Rewrite every line from the start of the records through the line that contains "point(22, 172)", shifting each answer's coordinates by adding 75 to both numbers. All other lines stay as they are, including any points that are not answers.
● ● ● ● ● ● ●
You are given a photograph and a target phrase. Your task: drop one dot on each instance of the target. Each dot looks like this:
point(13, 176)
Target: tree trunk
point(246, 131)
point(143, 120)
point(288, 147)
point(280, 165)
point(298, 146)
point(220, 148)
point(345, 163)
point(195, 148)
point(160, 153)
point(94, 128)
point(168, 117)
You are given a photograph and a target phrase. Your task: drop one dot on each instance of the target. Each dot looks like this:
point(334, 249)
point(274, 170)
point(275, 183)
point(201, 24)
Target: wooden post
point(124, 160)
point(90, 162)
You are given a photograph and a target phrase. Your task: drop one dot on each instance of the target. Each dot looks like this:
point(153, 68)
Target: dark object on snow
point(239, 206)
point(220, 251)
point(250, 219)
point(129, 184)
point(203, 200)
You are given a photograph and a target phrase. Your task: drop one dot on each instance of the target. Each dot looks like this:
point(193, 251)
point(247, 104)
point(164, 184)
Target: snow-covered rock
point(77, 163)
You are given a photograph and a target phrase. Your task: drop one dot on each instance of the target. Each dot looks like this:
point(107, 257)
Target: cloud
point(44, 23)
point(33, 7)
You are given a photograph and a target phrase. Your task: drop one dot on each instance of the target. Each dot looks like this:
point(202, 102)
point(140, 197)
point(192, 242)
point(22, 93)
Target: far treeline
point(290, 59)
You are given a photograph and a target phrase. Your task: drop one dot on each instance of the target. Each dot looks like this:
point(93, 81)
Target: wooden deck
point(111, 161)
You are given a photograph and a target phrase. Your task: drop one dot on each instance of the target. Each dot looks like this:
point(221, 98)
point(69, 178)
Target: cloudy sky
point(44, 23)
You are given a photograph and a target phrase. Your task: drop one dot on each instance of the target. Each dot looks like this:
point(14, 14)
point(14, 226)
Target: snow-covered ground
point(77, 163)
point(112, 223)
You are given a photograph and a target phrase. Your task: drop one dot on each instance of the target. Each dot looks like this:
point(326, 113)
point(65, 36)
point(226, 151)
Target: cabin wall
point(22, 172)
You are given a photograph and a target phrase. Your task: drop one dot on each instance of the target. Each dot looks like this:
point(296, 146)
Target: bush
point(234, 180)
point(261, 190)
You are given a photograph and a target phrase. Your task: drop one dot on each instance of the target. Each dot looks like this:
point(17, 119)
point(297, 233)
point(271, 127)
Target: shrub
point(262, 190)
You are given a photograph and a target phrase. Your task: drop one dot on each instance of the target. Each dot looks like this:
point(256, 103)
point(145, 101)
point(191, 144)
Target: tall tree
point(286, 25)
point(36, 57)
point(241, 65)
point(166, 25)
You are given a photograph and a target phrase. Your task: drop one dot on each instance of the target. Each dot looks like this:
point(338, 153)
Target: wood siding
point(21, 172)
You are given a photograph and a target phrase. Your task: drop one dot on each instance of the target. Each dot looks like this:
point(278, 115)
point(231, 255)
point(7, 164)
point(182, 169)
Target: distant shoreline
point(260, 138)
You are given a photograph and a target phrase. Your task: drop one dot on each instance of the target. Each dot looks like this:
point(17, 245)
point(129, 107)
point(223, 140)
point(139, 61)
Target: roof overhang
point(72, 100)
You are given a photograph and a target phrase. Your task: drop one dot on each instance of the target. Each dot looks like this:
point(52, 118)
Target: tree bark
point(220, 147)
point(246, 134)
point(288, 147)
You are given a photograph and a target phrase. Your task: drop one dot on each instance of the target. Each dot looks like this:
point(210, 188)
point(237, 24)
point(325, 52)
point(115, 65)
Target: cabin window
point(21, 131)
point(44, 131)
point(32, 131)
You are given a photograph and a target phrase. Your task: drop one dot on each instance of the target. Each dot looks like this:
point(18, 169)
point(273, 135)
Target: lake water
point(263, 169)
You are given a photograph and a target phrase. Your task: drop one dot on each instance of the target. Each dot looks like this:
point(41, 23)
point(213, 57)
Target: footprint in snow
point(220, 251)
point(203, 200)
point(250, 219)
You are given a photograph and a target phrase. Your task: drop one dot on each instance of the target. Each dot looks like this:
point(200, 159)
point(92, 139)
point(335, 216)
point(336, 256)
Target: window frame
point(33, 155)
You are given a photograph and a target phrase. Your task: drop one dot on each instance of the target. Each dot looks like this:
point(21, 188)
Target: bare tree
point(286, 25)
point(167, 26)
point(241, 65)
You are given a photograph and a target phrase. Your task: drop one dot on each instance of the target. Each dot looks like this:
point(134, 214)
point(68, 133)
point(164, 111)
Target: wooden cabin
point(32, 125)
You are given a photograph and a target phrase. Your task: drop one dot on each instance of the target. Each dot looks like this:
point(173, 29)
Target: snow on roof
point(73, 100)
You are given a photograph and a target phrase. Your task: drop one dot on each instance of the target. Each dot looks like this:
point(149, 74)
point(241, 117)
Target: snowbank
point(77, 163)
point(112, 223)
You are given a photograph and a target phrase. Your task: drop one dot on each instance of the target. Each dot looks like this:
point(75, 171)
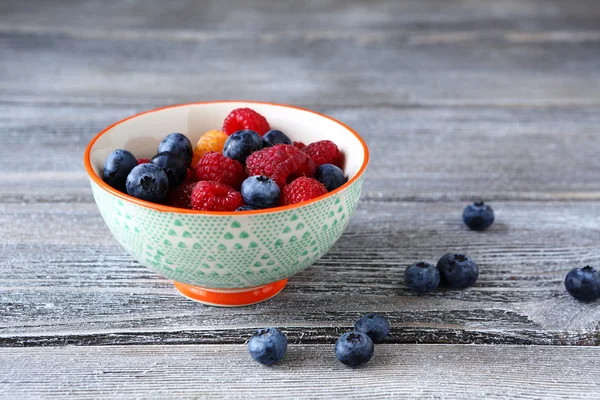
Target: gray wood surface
point(457, 100)
point(307, 371)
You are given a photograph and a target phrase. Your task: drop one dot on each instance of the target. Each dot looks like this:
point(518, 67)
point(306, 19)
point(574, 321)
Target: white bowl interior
point(141, 135)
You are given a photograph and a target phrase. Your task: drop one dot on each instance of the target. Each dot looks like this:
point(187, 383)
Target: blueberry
point(246, 207)
point(179, 144)
point(583, 283)
point(354, 349)
point(118, 165)
point(374, 325)
point(173, 165)
point(422, 277)
point(268, 346)
point(274, 137)
point(457, 270)
point(478, 216)
point(331, 176)
point(260, 191)
point(148, 182)
point(241, 144)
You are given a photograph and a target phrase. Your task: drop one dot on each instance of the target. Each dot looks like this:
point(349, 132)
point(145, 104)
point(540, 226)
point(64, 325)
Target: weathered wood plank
point(65, 280)
point(418, 154)
point(307, 371)
point(329, 18)
point(457, 66)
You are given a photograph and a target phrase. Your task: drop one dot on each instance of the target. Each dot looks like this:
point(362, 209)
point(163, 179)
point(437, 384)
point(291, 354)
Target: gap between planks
point(307, 371)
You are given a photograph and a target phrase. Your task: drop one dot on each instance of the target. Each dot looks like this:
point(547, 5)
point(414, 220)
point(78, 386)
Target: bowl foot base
point(230, 297)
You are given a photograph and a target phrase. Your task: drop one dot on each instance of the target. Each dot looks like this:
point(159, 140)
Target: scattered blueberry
point(478, 216)
point(422, 277)
point(241, 144)
point(148, 182)
point(246, 207)
point(268, 346)
point(374, 325)
point(173, 165)
point(354, 349)
point(260, 191)
point(583, 283)
point(274, 137)
point(331, 176)
point(178, 144)
point(118, 165)
point(457, 270)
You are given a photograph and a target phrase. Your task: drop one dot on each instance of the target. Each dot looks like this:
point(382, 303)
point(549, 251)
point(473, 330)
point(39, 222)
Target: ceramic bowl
point(225, 258)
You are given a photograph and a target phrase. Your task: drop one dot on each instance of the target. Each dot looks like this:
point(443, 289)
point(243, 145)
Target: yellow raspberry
point(211, 141)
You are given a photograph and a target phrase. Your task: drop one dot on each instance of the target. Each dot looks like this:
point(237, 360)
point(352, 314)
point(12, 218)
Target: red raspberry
point(299, 145)
point(302, 189)
point(191, 176)
point(215, 196)
point(216, 167)
point(245, 118)
point(324, 152)
point(281, 163)
point(181, 196)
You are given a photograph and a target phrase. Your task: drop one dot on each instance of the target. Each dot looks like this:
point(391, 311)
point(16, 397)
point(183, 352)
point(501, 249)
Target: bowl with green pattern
point(225, 258)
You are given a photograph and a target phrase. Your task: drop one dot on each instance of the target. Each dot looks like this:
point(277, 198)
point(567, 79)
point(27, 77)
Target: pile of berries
point(268, 345)
point(246, 166)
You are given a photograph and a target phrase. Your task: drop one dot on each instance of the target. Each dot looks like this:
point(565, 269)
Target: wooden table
point(456, 99)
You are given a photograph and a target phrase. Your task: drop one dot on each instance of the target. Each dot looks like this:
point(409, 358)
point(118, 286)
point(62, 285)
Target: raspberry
point(216, 167)
point(211, 141)
point(281, 163)
point(191, 176)
point(299, 145)
point(302, 189)
point(324, 152)
point(181, 196)
point(215, 196)
point(245, 118)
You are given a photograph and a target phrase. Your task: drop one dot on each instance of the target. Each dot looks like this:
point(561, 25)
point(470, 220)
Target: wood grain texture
point(320, 53)
point(77, 286)
point(418, 154)
point(307, 371)
point(457, 99)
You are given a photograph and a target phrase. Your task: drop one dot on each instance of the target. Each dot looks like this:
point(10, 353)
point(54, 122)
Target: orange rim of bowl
point(162, 208)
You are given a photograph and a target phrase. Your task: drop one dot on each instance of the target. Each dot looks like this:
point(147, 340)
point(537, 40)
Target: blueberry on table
● ● ● ● ● ● ●
PROBLEM SOLUTION:
You are given a photograph and a target phrase. Your task: drop one dot on each instance of the target. Each dot looks like this:
point(13, 176)
Target: tree trunk
point(321, 206)
point(218, 195)
point(363, 222)
point(355, 240)
point(373, 221)
point(295, 223)
point(420, 238)
point(270, 223)
point(235, 228)
point(169, 203)
point(243, 192)
You are given a photograph and a target phrase. Your task: drop one dot on each instance of the target. Each dot looks like this:
point(334, 249)
point(274, 170)
point(275, 183)
point(201, 24)
Target: wooden post
point(199, 235)
point(165, 237)
You are given a photograph and a target phrase. Your task: drop one dot on each instance of the target. Each dot looks like this:
point(153, 68)
Target: dark object on snow
point(314, 281)
point(295, 326)
point(325, 294)
point(204, 259)
point(278, 275)
You are given a photograph and a target phrase. Your task: drop one dot on each instance of the target. Each dot looks like this:
point(193, 251)
point(247, 104)
point(164, 184)
Target: snow-covered rock
point(152, 238)
You are given a photograph and a target phrase. Your task: drop one dot on each instance of the target. Each dot looks like this:
point(107, 257)
Target: cloud
point(119, 98)
point(108, 82)
You are given a photograph and a target phrase. Your task: drop one dot on each instance of the target. Each dot looks like this:
point(202, 102)
point(140, 197)
point(192, 242)
point(22, 93)
Target: far treeline
point(365, 134)
You are given a photograph and a target phrase. Your task: drop one dot on each instance of the target. Each dot looks like this:
point(93, 81)
Target: wooden deck
point(186, 236)
You are given a photograph and a target phrase. Your task: drop one dot on each instance of the target. Each dot looks like this:
point(221, 98)
point(69, 178)
Target: cloudy sky
point(119, 98)
You are given a photograph and a target phrase. Your task: drop one dot on each instance of the target. Each dot looks like this:
point(14, 14)
point(14, 226)
Target: snow-covered ground
point(152, 238)
point(187, 298)
You are given a photograph and a target phrase. Your task: drop one dot on each instance of the target. Each dot looks like this:
point(326, 113)
point(65, 36)
point(226, 151)
Target: cabin wall
point(97, 247)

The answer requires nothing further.